INSTRUCTIONS FOR THE TASK ::
Give the lines below as a Markdown table with two columns, Row and Line, numbering each row and skipping blank lines. Leave the pictures out of your answer.

PROVIDED MATERIAL ::
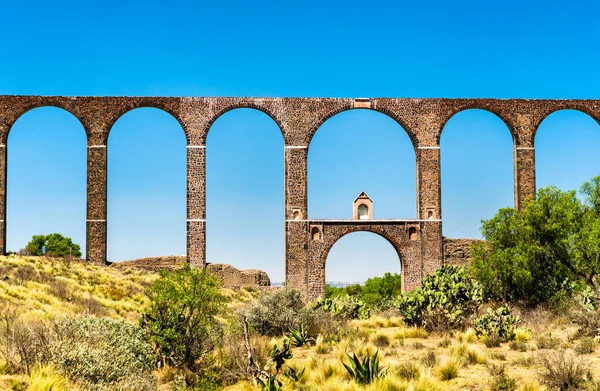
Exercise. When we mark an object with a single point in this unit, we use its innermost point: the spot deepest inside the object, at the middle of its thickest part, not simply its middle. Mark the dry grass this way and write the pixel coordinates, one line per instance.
(413, 359)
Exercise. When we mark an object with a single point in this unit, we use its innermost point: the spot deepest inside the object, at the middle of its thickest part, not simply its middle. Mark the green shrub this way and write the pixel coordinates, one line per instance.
(274, 313)
(547, 341)
(503, 383)
(181, 317)
(408, 370)
(447, 299)
(586, 345)
(493, 341)
(587, 313)
(562, 370)
(56, 245)
(365, 371)
(429, 359)
(500, 323)
(344, 307)
(449, 370)
(102, 353)
(375, 292)
(299, 337)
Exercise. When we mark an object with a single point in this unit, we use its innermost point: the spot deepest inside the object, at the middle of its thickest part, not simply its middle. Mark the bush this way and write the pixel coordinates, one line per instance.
(447, 299)
(374, 292)
(500, 380)
(533, 254)
(103, 353)
(547, 341)
(587, 313)
(22, 344)
(449, 370)
(275, 312)
(586, 345)
(181, 317)
(56, 245)
(562, 370)
(344, 307)
(365, 371)
(232, 355)
(500, 323)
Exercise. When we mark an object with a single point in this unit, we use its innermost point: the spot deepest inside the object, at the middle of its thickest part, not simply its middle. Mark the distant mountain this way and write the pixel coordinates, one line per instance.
(336, 284)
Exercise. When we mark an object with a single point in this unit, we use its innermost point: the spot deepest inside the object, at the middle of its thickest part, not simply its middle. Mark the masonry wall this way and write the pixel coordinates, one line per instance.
(298, 120)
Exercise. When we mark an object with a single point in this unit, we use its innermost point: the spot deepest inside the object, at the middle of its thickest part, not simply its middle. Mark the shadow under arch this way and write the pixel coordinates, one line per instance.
(245, 192)
(361, 150)
(583, 109)
(147, 106)
(388, 113)
(51, 165)
(475, 107)
(566, 149)
(238, 106)
(477, 170)
(146, 186)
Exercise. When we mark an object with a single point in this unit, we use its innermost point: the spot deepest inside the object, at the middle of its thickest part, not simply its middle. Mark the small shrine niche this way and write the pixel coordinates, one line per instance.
(412, 233)
(297, 213)
(430, 213)
(315, 233)
(362, 208)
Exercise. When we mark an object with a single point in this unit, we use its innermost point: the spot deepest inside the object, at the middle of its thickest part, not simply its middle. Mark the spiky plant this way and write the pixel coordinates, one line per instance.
(365, 371)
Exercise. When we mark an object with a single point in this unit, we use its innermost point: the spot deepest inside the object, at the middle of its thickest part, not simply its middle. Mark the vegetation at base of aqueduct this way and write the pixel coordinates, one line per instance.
(525, 315)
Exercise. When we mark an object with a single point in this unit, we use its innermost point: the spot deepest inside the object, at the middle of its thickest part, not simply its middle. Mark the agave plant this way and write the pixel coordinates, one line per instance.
(299, 337)
(294, 374)
(270, 384)
(366, 371)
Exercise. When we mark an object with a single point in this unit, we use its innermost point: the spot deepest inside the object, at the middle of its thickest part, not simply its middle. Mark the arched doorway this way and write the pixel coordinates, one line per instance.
(245, 192)
(477, 171)
(146, 189)
(566, 150)
(46, 177)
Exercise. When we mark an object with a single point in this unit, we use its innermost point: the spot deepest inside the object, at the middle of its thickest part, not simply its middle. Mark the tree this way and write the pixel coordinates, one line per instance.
(534, 253)
(56, 245)
(181, 317)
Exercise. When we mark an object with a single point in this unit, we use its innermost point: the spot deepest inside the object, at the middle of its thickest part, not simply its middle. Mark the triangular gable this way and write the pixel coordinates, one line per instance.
(362, 195)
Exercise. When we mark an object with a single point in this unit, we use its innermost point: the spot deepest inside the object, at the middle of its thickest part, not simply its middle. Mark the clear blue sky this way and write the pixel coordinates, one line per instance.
(332, 49)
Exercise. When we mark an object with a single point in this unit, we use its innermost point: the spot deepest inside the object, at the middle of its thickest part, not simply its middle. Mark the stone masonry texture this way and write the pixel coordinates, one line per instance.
(298, 119)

FINAL RESULT ::
| Row | Line |
|---|---|
| 1 | Exercise. When we mark an object with a single point in this unit, we use its innermost point: the spot deepest inside the object, at the middle of its thickest part, not simply its middle. Mark the dry grass this way and write the pixel coordinates, one line per instance. |
| 2 | (413, 359) |
| 3 | Exercise. When we mark an object with a single point in this unit, we use its innermost point: the spot deepest inside the object, at the middle of its thickest part, not simply its middle. Mark the green shrub this way and write the pixel coordinates, one line per instance. |
| 4 | (274, 313) |
| 5 | (547, 341) |
| 6 | (503, 383) |
| 7 | (181, 317) |
| 8 | (408, 370) |
| 9 | (447, 299) |
| 10 | (586, 345) |
| 11 | (493, 341) |
| 12 | (587, 313) |
| 13 | (562, 370) |
| 14 | (56, 245) |
| 15 | (365, 371) |
| 16 | (429, 359) |
| 17 | (500, 323) |
| 18 | (344, 307) |
| 19 | (449, 370) |
| 20 | (102, 353) |
| 21 | (375, 292) |
| 22 | (299, 337) |
| 23 | Exercise. When we mark an object with a single point in this unit, we use its innermost point: the spot deepest inside the object, at the middle of its thickest part, not simply its middle. Mark the bush this way and write the pixel coordinates, one line per instance. |
| 24 | (447, 299) |
| 25 | (374, 292) |
| 26 | (500, 380) |
| 27 | (533, 254) |
| 28 | (103, 353) |
| 29 | (547, 341) |
| 30 | (587, 313) |
| 31 | (22, 344) |
| 32 | (449, 370) |
| 33 | (275, 312) |
| 34 | (586, 345) |
| 35 | (181, 317) |
| 36 | (56, 245) |
| 37 | (562, 370) |
| 38 | (344, 307) |
| 39 | (365, 371) |
| 40 | (232, 355) |
| 41 | (500, 323) |
| 42 | Exercise. When we mark an object with a single point in this unit, we use its innermost point: the spot deepest inside the object, at the middle of its thickest part, not simply its middle. Mark the distant mountain this way and write the pixel coordinates, one line per instance. |
| 43 | (336, 284) |
| 44 | Exercise. When we mark an object with a single point in this unit, we use its innermost point: the spot deepest inside the object, at the middle of its thickest part, not simply its middle. Mark the masonry wall this way and write the pixel coordinates, one line per instance. |
| 45 | (298, 120) |
| 46 | Exercise. When we mark an object with a single point in this unit, we use its innermost point: the spot deepest inside the object, at the middle of its thickest part, not simply its middle. Mark the shadow under arch this way and write the pixel coordinates, one line per instance. |
| 47 | (245, 192) |
| 48 | (361, 150) |
| 49 | (583, 109) |
| 50 | (147, 106) |
| 51 | (388, 113) |
| 52 | (51, 165) |
| 53 | (475, 107) |
| 54 | (566, 149) |
| 55 | (238, 106) |
| 56 | (477, 170) |
| 57 | (146, 186) |
| 58 | Exercise. When we mark an object with a single point in this unit, we use its innermost point: the spot deepest inside the object, at the middle of its thickest part, not simply its middle. Mark the small shrine niche this way and write the pixel coordinates, one line per instance. |
| 59 | (412, 233) |
| 60 | (297, 213) |
| 61 | (430, 213) |
| 62 | (315, 233) |
| 63 | (362, 208) |
| 64 | Exercise. When we mark an object with a single point in this unit, we use its innermost point: the spot deepest inside the object, at the middle of its thickest part, not simply its middle. Mark the spiky plant this way and write the pixel coordinates, one line per instance. |
| 65 | (365, 371) |
| 66 | Exercise. When we mark an object with a single point in this unit, we use its innermost point: the spot deepest inside the object, at the middle of its thickest part, not simply its middle. Mark the vegetation at base of aqueduct this way and write the pixel coordinates, one line per instance. |
| 67 | (525, 315) |
| 68 | Exercise. When we mark an object with a single point in this unit, we use its innermost point: the spot deepest inside the object, at the middle of its thickest part, not simply its middle. Mark the agave plant this way and write the pixel coordinates, one line per instance. |
| 69 | (299, 337) |
| 70 | (294, 374) |
| 71 | (270, 384) |
| 72 | (366, 371) |
| 73 | Exercise. When we mark an object with a single point in this unit, we use its innermost point: the spot deepest inside the object, at the middle of its thickest part, not simply its middle. Mark the arched doorway this way and write the pixel coordinates, one line per instance. |
| 74 | (245, 192) |
| 75 | (477, 171) |
| 76 | (146, 189) |
| 77 | (566, 150) |
| 78 | (46, 177) |
| 79 | Exercise. When we mark an object with a single point in this unit, we use its innermost point: the spot deepest inside the object, at the middle of its thickest part, not simply its middle. Mark the tree this way and write the pixel coordinates, one line per instance. |
| 80 | (534, 253) |
| 81 | (56, 245) |
| 82 | (181, 317) |
| 83 | Exercise. When we mark an object with a single point in this unit, we use its innermost point: the spot deepest inside the object, at the middle of its thickest part, not simply its middle. Mark the triangular gable this way and write the pixel coordinates, one line per instance. |
| 84 | (362, 195) |
| 85 | Exercise. When we mark an object with a single point in this unit, we use its innermost point: the spot deepest inside the object, at the middle of its thickest part, not simply its middle. Mark the clear blue sky this way and write the pixel coordinates, one line per instance. |
| 86 | (332, 49) |
| 87 | Exercise. When we mark an object with a single point in this unit, we use its innermost point: the spot deepest inside the object, at the middle of its thickest part, not simply its middle. Mark the stone masonry texture this way and write the pixel coordinates, one line per instance. |
| 88 | (298, 119) |